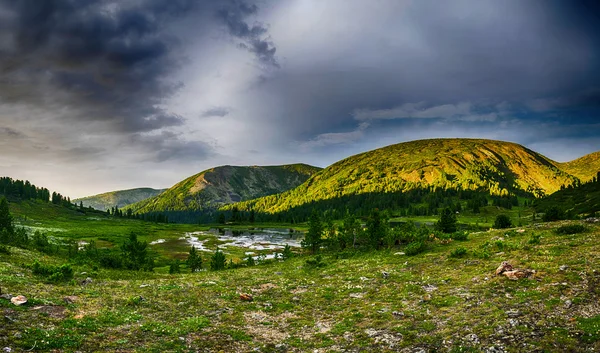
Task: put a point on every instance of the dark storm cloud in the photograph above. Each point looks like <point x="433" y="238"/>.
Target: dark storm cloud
<point x="216" y="111"/>
<point x="108" y="59"/>
<point x="171" y="146"/>
<point x="11" y="133"/>
<point x="253" y="39"/>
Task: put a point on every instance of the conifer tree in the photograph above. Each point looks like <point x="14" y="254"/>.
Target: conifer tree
<point x="194" y="261"/>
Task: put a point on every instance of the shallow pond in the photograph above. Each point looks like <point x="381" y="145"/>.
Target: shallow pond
<point x="257" y="241"/>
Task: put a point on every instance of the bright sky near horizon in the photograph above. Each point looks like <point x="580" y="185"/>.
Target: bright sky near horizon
<point x="101" y="95"/>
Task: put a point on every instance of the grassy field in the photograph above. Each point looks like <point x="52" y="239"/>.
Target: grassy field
<point x="441" y="300"/>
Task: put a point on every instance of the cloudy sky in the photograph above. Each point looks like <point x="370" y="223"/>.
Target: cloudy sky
<point x="99" y="95"/>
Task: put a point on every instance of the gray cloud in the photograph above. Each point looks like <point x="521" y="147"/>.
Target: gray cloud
<point x="234" y="15"/>
<point x="12" y="133"/>
<point x="216" y="111"/>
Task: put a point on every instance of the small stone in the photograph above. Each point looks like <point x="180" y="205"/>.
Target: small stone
<point x="504" y="266"/>
<point x="397" y="314"/>
<point x="246" y="297"/>
<point x="472" y="338"/>
<point x="513" y="313"/>
<point x="71" y="299"/>
<point x="18" y="300"/>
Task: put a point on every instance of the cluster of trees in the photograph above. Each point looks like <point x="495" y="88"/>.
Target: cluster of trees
<point x="416" y="202"/>
<point x="22" y="190"/>
<point x="376" y="232"/>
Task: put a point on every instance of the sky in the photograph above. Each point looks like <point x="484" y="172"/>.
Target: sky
<point x="102" y="95"/>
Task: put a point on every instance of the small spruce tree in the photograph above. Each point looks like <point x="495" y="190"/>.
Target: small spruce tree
<point x="217" y="261"/>
<point x="194" y="260"/>
<point x="447" y="222"/>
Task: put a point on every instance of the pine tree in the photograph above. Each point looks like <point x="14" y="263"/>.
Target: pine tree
<point x="217" y="261"/>
<point x="6" y="220"/>
<point x="194" y="261"/>
<point x="135" y="252"/>
<point x="314" y="237"/>
<point x="447" y="222"/>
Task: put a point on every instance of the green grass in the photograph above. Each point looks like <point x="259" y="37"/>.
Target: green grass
<point x="343" y="304"/>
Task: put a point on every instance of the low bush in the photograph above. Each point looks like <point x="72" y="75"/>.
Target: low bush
<point x="570" y="229"/>
<point x="53" y="274"/>
<point x="415" y="248"/>
<point x="459" y="252"/>
<point x="315" y="262"/>
<point x="462" y="236"/>
<point x="535" y="239"/>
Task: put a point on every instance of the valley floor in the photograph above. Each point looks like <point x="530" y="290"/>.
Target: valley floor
<point x="431" y="302"/>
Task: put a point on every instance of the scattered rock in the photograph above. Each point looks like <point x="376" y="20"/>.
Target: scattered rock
<point x="383" y="337"/>
<point x="397" y="314"/>
<point x="71" y="299"/>
<point x="430" y="288"/>
<point x="504" y="266"/>
<point x="18" y="300"/>
<point x="513" y="313"/>
<point x="246" y="297"/>
<point x="507" y="270"/>
<point x="472" y="338"/>
<point x="323" y="327"/>
<point x="518" y="274"/>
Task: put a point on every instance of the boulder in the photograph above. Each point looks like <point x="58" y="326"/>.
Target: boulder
<point x="18" y="300"/>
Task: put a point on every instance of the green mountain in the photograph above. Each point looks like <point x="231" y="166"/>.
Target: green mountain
<point x="218" y="186"/>
<point x="583" y="199"/>
<point x="495" y="167"/>
<point x="119" y="198"/>
<point x="585" y="168"/>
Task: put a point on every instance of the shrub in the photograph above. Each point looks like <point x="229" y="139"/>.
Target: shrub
<point x="535" y="239"/>
<point x="174" y="267"/>
<point x="414" y="248"/>
<point x="315" y="262"/>
<point x="110" y="260"/>
<point x="570" y="229"/>
<point x="553" y="214"/>
<point x="502" y="222"/>
<point x="460" y="236"/>
<point x="217" y="261"/>
<point x="287" y="252"/>
<point x="458" y="252"/>
<point x="53" y="274"/>
<point x="194" y="260"/>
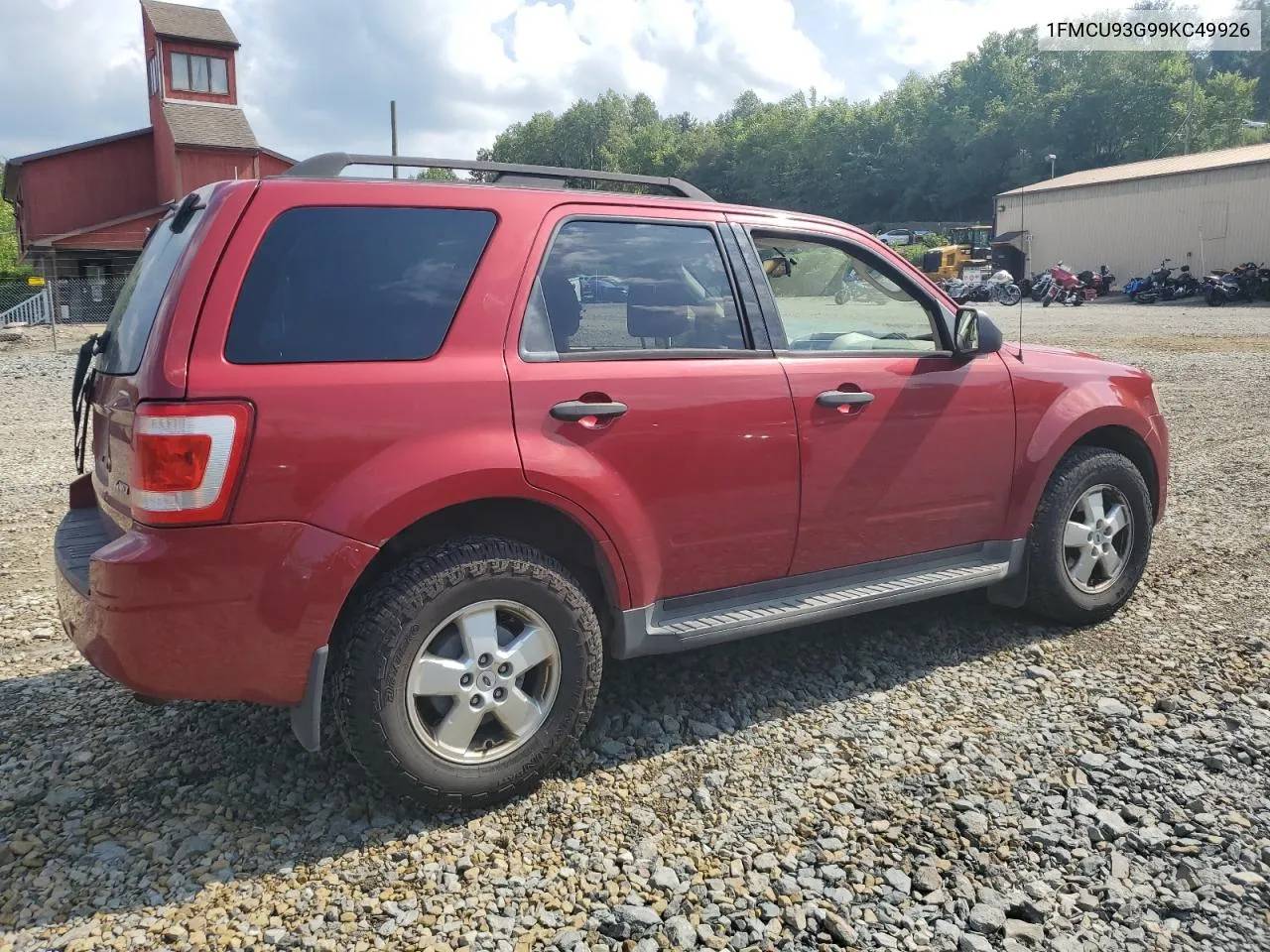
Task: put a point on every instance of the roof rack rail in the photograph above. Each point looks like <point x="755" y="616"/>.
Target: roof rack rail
<point x="329" y="166"/>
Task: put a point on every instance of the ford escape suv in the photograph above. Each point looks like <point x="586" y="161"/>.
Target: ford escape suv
<point x="418" y="458"/>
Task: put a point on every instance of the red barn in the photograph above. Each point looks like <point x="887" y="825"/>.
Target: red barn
<point x="82" y="209"/>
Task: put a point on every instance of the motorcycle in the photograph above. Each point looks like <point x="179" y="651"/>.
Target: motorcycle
<point x="1101" y="281"/>
<point x="1185" y="285"/>
<point x="1002" y="289"/>
<point x="1040" y="285"/>
<point x="1242" y="284"/>
<point x="1066" y="289"/>
<point x="1155" y="286"/>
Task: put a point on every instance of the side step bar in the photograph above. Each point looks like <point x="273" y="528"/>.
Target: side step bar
<point x="707" y="619"/>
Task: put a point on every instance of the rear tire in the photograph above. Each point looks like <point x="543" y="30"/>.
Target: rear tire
<point x="397" y="729"/>
<point x="1056" y="565"/>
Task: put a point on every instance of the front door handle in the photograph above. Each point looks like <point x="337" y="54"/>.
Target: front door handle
<point x="580" y="411"/>
<point x="842" y="398"/>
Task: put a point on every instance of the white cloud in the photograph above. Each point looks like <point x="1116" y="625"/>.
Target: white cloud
<point x="928" y="36"/>
<point x="318" y="75"/>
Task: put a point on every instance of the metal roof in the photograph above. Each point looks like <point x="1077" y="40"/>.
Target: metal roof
<point x="217" y="126"/>
<point x="197" y="23"/>
<point x="13" y="167"/>
<point x="1153" y="168"/>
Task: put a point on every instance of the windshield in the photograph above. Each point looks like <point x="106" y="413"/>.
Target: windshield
<point x="135" y="311"/>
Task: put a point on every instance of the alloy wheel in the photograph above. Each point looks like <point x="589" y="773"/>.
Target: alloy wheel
<point x="483" y="682"/>
<point x="1097" y="538"/>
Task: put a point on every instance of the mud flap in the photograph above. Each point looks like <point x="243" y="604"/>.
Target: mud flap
<point x="1011" y="592"/>
<point x="307" y="716"/>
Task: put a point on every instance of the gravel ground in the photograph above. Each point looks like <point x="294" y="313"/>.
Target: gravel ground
<point x="948" y="777"/>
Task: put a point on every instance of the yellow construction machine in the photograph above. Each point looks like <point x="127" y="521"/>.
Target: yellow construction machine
<point x="969" y="248"/>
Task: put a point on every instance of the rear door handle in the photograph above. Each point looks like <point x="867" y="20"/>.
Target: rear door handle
<point x="841" y="398"/>
<point x="580" y="411"/>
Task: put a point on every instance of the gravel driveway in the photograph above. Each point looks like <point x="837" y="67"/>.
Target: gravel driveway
<point x="949" y="777"/>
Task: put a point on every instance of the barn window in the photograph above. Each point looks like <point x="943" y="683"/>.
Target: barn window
<point x="199" y="73"/>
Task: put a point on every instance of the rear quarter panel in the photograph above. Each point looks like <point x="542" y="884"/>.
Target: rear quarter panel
<point x="367" y="448"/>
<point x="1060" y="398"/>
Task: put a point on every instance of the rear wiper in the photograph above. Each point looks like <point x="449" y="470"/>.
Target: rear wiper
<point x="190" y="204"/>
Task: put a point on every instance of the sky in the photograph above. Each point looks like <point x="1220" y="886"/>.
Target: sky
<point x="317" y="75"/>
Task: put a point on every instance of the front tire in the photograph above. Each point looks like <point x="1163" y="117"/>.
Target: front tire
<point x="468" y="673"/>
<point x="1091" y="537"/>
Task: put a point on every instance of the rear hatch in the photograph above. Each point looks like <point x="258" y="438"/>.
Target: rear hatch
<point x="116" y="384"/>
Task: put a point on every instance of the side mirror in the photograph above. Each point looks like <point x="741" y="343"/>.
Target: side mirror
<point x="974" y="333"/>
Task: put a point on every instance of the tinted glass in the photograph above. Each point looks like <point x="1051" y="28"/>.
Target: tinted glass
<point x="829" y="299"/>
<point x="198" y="73"/>
<point x="137" y="306"/>
<point x="333" y="285"/>
<point x="180" y="71"/>
<point x="220" y="76"/>
<point x="613" y="286"/>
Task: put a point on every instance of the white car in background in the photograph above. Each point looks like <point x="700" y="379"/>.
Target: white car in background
<point x="898" y="236"/>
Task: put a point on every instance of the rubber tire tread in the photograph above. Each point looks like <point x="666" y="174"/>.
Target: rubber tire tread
<point x="370" y="654"/>
<point x="1049" y="592"/>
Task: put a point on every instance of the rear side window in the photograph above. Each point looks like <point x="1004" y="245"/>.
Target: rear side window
<point x="339" y="285"/>
<point x="135" y="309"/>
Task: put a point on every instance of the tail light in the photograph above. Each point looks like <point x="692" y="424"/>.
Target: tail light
<point x="186" y="460"/>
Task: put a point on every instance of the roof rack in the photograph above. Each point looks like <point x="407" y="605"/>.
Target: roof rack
<point x="329" y="166"/>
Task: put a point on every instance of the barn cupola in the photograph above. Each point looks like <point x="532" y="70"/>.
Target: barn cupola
<point x="190" y="54"/>
<point x="200" y="132"/>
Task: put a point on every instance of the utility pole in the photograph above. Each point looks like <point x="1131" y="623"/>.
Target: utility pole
<point x="393" y="118"/>
<point x="1191" y="112"/>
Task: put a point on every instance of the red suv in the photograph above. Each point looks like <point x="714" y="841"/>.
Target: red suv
<point x="423" y="454"/>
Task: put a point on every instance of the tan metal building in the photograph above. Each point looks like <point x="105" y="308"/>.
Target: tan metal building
<point x="1206" y="209"/>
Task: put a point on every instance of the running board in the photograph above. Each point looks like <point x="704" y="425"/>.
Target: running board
<point x="711" y="617"/>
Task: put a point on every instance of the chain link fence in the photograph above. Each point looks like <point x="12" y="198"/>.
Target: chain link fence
<point x="84" y="299"/>
<point x="63" y="299"/>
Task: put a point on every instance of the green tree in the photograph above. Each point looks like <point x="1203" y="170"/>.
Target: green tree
<point x="935" y="149"/>
<point x="9" y="264"/>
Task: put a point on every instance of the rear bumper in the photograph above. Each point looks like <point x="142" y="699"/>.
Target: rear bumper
<point x="1157" y="440"/>
<point x="203" y="613"/>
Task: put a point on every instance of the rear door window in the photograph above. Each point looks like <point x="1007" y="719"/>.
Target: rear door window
<point x="352" y="284"/>
<point x="135" y="309"/>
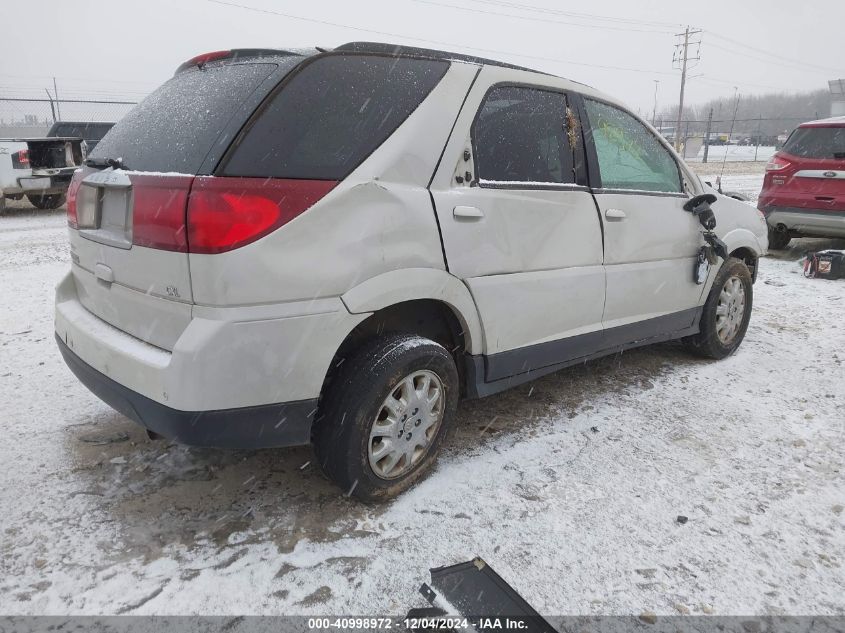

练习目标 | 上方各行中，有多少行含有字符串“valley”？区分大小写，只给出行数。

练习答案 | 2